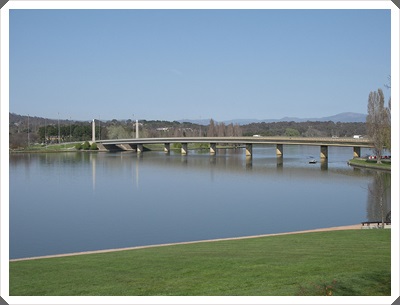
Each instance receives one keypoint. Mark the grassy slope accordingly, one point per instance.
(354, 262)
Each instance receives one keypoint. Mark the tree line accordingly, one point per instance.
(46, 131)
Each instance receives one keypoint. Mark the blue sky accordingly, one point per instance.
(196, 64)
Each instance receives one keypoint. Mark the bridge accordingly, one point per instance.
(248, 142)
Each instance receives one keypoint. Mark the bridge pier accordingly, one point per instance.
(356, 152)
(167, 148)
(249, 150)
(184, 149)
(324, 152)
(213, 148)
(279, 150)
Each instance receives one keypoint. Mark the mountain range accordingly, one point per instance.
(344, 117)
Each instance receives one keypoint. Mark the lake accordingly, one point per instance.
(77, 201)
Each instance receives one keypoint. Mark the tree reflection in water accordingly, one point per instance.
(379, 201)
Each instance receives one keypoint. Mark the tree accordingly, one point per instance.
(291, 132)
(378, 122)
(211, 129)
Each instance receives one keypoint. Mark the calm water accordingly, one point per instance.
(72, 202)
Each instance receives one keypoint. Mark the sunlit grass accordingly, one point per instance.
(354, 262)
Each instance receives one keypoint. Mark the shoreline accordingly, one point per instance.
(339, 228)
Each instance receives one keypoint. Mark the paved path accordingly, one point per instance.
(350, 227)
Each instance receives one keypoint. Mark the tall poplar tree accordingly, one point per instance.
(378, 122)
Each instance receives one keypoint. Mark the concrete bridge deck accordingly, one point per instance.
(136, 144)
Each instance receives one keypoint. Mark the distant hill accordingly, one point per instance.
(345, 117)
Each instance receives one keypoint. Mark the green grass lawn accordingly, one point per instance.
(353, 262)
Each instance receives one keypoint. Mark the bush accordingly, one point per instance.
(93, 146)
(86, 146)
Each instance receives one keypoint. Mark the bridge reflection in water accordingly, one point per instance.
(247, 142)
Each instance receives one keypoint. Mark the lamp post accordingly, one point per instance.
(59, 140)
(28, 130)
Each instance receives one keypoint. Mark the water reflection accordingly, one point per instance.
(86, 201)
(379, 200)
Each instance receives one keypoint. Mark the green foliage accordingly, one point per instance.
(118, 132)
(93, 146)
(291, 132)
(86, 145)
(78, 146)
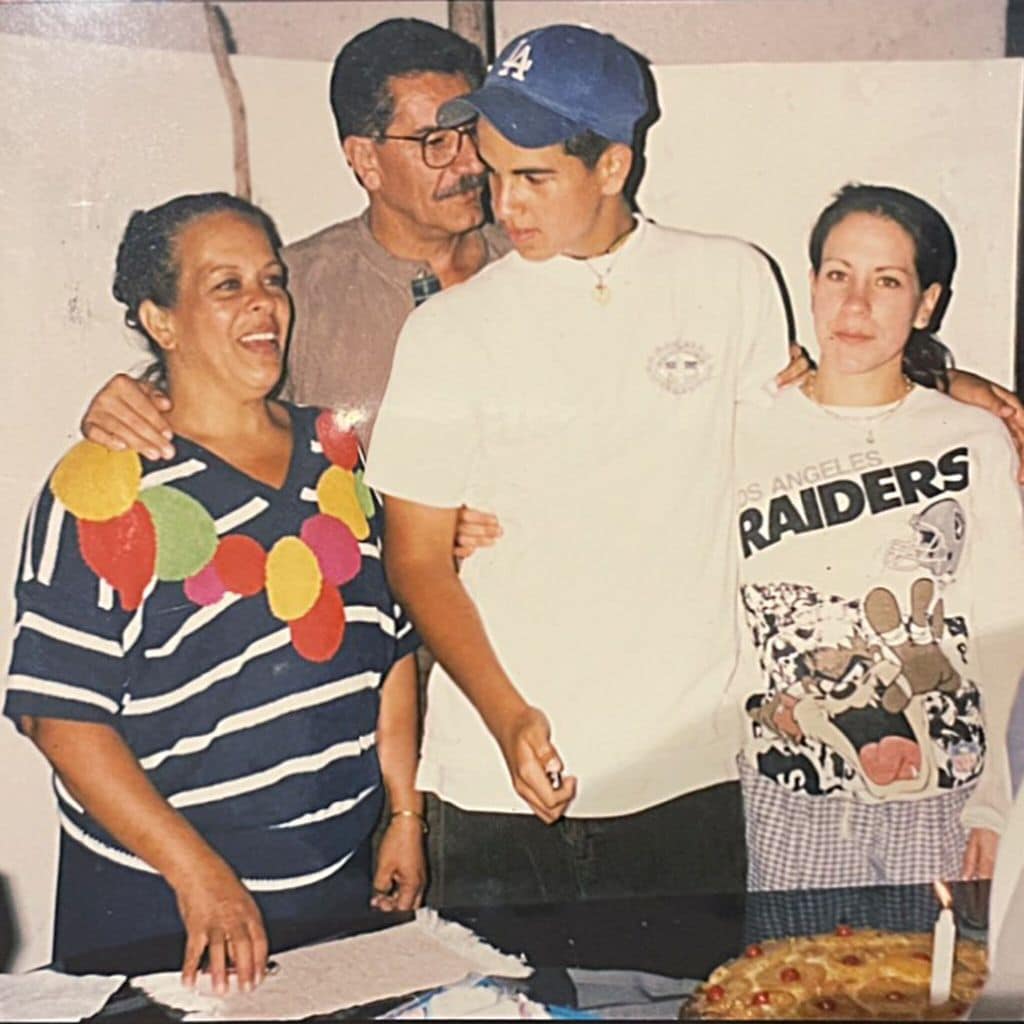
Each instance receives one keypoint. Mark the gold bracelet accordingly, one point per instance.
(411, 814)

-- -- --

- SOAL TERTULIS: Tolong ubah seluruh data di atas menjadi daftar JSON berisi string, satu string untuk tiap baris, tanpa baris kosong. Jangan sertakan gambar dalam jawaban.

- HASIL LATIHAN:
[
  "Each instance receives one keypoint. Mark the grassy slope accordingly, one point per instance.",
  "(354, 262)",
  "Each instance receives one keypoint. Mark the tree line accordingly, one point per instance.",
  "(46, 131)",
  "Each instance receives one keypoint. Mark the blue sky accordingly, one point per instance.",
  "(196, 64)",
  "Each instance receives one keypoint. Mark the bridge accordingly, one point per instance.",
  "(248, 142)",
  "Each instance receives one keypoint. Mark the bridge pier accordingly, one point per instance.",
  "(356, 152)",
  "(167, 148)",
  "(249, 150)",
  "(184, 149)",
  "(324, 152)",
  "(213, 148)",
  "(279, 150)",
  "Each instance receives one keypoint. Mark the mountain range accordingly, one point per instance.",
  "(344, 117)",
  "Each instance receives one keypoint. Mark the lake accordingly, one point per instance.",
  "(77, 201)",
  "Each instance receives one keypoint. Mark the tree reflection in water accordingly, one point per instance.",
  "(379, 201)",
  "Each instance receives one keypoint. Mark the tree accordingly, one point per instance.",
  "(291, 132)",
  "(378, 122)",
  "(211, 129)",
  "Each instance receives one keypoint. Mark the calm water accordingly, one point per instance.",
  "(72, 202)",
  "Each instance receives one keypoint. Mark the sunlit grass accordingly, one point per instance.",
  "(354, 262)",
  "Each instance receives one keypoint. Mark the shoreline accordingly, one point per instance.",
  "(339, 228)",
  "Each instance receives one keypoint. Mark the paved path accordingly, one point per instance.",
  "(350, 227)",
  "Each instance receives one keypoint. Mark the tall poplar tree accordingly, one point per instance.",
  "(378, 122)",
  "Each instance receives one keypoint. Mark the concrete bridge deck accordingly, one point per instance.",
  "(136, 144)",
  "Each instance receives one keypoint. Mark the distant hill accordingly, one point per instance.",
  "(345, 117)",
  "Each instance receives one keypoint. Mark the green grass lawn accordingly, one point per instance.",
  "(353, 262)",
  "Each instance receives one keypoint. Mark the bush accordingly, one point per instance.",
  "(93, 146)",
  "(86, 146)",
  "Each instance receives one keypoint. Mark the bridge reflection in water accordingly, one point per instance.",
  "(247, 142)",
  "Each instance receives one keypoint. Mark the lamp post accordingly, one point per instance.",
  "(59, 140)",
  "(28, 130)",
  "Each instance receives one keypoint. Mark the water reflection accordingly, one point per instance.",
  "(86, 201)",
  "(379, 200)",
  "Each instance receives one keypoint. Mark the green foliage accordingly, one point per instance.",
  "(118, 132)",
  "(93, 146)",
  "(291, 132)",
  "(86, 145)",
  "(78, 146)",
  "Each instance receives one keypoint. Mark the gold bracelet accordingly, one point per instance.",
  "(411, 814)"
]